### CONSIGNES DE L'EXERCICE
**1)** Indiquez si chacune des affirmations suivantes est conforme à la critique de l'album The Art of Rebellion. Répondez par oui ou par non, puis citez les mots exacts du texte qui tranchent.
(a) L'album a été enregistré à Los Angeles en 1992.
(b) RJ Herrera tient la batterie sur cet album.
(c) Le rythme y est plus soutenu que sur les albums précédents.
**2)** Rédigez la suite de la critique de l'album The Art of Rebellion, à partir de sa dernière phrase.

### TEXTE PRÉSENTÉ
**********

Que pouvait donc proposer
Suicidal Tendencies après un Lights...Camera...Revolutions d'anthologie ? Le groupe avait toujours l'habitude de franchir un cap album après album avec un talent qui frisait l'insolence.
L'année 1991 avait vu naître
Infectious Grooves, projet fusion qui, dixit Mike Muir, permettait à son groupe d'évacuer les éléments funk de sa musique, histoire de "recentrer" les choses.
The Art of Rebellion, enregistré en 1992 à
Los Angeles (pendant les émeutes qui ont suivi l'affaire Rodney
King), sort donc la même année et se montre assez surprenant à bien des égards. Il est à noter que c'est le premier opus sans le batteur RJ Herrera, remplacé ici par Josh Freese, talentueux requin de studio.
Dès le titre d'ouverture, "Can't Stop", on remarque que la production est plus moderne, assez massive mais également limpide, mettant bien en valeur chaque instrument.
Musicalement, ce titre montre un nouveau mode d'expression chez
Suicidal. Le rythme se veut moins soutenu que par le passé, la rage du groupe est ici plus contenue, moins explosive.
L'approche est beaucoup plus mélodique que sur les opus précédents, impression renforcée par le chant de Mike Muir qui livre peut-être sur cet album sa meilleure prestation vocale.
Mais le plus étonnant est l'apport d'influences musicales très diverses et inhabituelles dans le propos de S.T.
Si certains titres, dans la forme, demeurent plutôt classiques (We call this Mutha
Revenge, Gotta
Kill Captain Stupid), d'autres s'avéreront plus déroutants pour les fans hardcore malgré une qualité certaine.
C'est ainsi que l'on a droit à des chansons ayant des influences pop/rock (Accept my
Sacrifice, Tap into the
Power, It's Going
Down), d'autres assez entraînants (Where's the Truth, le groovy Which Way to Free ?) et deux ballades : Nobody Hears et
Asleep at the Wheel.
Si la première, assez classique, pourrait être comparée à
How Will I Laugh Tomorrow dans la forme, la seconde présente des teintes très 70's, limite psychédéliques, pour un résultat tout simplement magnifique (et quel solo de basse !).
De même, un titre comme "Monopoly on
Sorrow" mérite au moins une écoute : il démarre en semi-acoustique pour finir sur la fin quasiment thrash.
C'est d'ailleurs la grande qualité de
The Art of Rebellion : malgré l'apparente accessibilité de ses titres, ceux-ci sont plutôt fouillés et très travaillés; on découvre toujours quelque chose au fil des écoutes.

**********

### DONNÉES À EXAMINER
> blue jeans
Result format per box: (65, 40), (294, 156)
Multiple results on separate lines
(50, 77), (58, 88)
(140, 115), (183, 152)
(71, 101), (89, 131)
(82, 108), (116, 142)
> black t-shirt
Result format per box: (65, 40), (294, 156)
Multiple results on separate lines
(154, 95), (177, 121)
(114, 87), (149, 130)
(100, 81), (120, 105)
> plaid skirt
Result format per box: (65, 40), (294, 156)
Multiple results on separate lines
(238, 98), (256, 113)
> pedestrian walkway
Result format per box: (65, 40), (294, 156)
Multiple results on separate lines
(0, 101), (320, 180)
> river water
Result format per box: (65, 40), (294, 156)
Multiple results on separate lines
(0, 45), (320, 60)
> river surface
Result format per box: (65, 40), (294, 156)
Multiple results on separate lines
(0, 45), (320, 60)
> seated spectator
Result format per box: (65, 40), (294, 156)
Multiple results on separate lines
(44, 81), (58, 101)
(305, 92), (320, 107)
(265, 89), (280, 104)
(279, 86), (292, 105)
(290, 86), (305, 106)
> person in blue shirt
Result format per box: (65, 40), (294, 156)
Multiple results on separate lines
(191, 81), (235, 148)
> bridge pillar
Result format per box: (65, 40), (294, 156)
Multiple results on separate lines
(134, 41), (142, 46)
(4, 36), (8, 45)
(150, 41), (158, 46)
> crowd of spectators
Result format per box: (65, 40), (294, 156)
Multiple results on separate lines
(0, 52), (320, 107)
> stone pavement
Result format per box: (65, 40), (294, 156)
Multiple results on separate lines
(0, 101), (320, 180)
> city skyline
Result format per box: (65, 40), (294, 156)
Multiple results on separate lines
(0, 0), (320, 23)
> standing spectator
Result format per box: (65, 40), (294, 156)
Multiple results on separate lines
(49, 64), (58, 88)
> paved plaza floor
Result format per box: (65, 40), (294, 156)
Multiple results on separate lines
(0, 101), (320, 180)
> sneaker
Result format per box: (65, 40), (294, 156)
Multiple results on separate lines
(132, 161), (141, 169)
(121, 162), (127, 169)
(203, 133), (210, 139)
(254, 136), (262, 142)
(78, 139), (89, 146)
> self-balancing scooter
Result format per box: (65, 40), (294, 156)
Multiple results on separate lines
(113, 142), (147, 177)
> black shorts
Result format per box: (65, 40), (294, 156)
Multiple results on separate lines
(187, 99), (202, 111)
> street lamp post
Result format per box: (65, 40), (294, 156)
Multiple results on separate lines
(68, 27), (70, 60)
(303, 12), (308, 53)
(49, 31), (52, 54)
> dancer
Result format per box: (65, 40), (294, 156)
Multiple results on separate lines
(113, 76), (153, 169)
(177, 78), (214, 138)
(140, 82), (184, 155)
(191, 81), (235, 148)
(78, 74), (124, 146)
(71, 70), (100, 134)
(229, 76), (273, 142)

**********

### RÉPONSES DE L'EXERCICE
**1)**
(a) Oui : « The Art of Rebellion, enregistré en 1992 à Los Angeles »
(b) Non : « c'est le premier opus sans le batteur RJ Herrera, remplacé ici par Josh Freese »
(c) Non : « Le rythme se veut moins soutenu que par le passé »

**2)**
Pour ce qui est des musiciens, ceux-ci sont (comme d'habitude) extrêmement talentueux et techniquement irréprochables.
Les rythmiques de Mike Clark se montrent toujours efficaces; les interventions de Rocky George restent magnifiques en termes de mélodie et de virtuosité (on ne vantera d'ailleurs jamais assez les qualités de ce guitariste) et Robert Trujillo démontre sur cet album qu'il est un bassiste d'exception (en particulier sur le susnommé "
Asleep at the Wheel").
Quant à Josh Freese, s'il est moins 'frontal' que son prédécesseur, il apporte un groove certain sur la plupart des titres avec un jeu très riche dans l'utilisation des toms et du charleston.
En conclusion, disons qu'avec cet album,
Suicidal Tendencies a voulu s'affranchir des règles établies en mêlant des styles à priori incongrus avec son crossover.
Le résultat est un album très riche, inspiré et qui, 20 ans après, n'a pas pris une ride.
Certes, le propos est moins rageur que sur ses prédécesseurs (reproche principal de la part des fans hardcore) mais
The Art of Rebellion est un album d'une grande richesse, un monument d'ouverture et de musicalité.
A (re)découvrir d'urgence !!!
18/20
Merci pour la chronique Lamikawet.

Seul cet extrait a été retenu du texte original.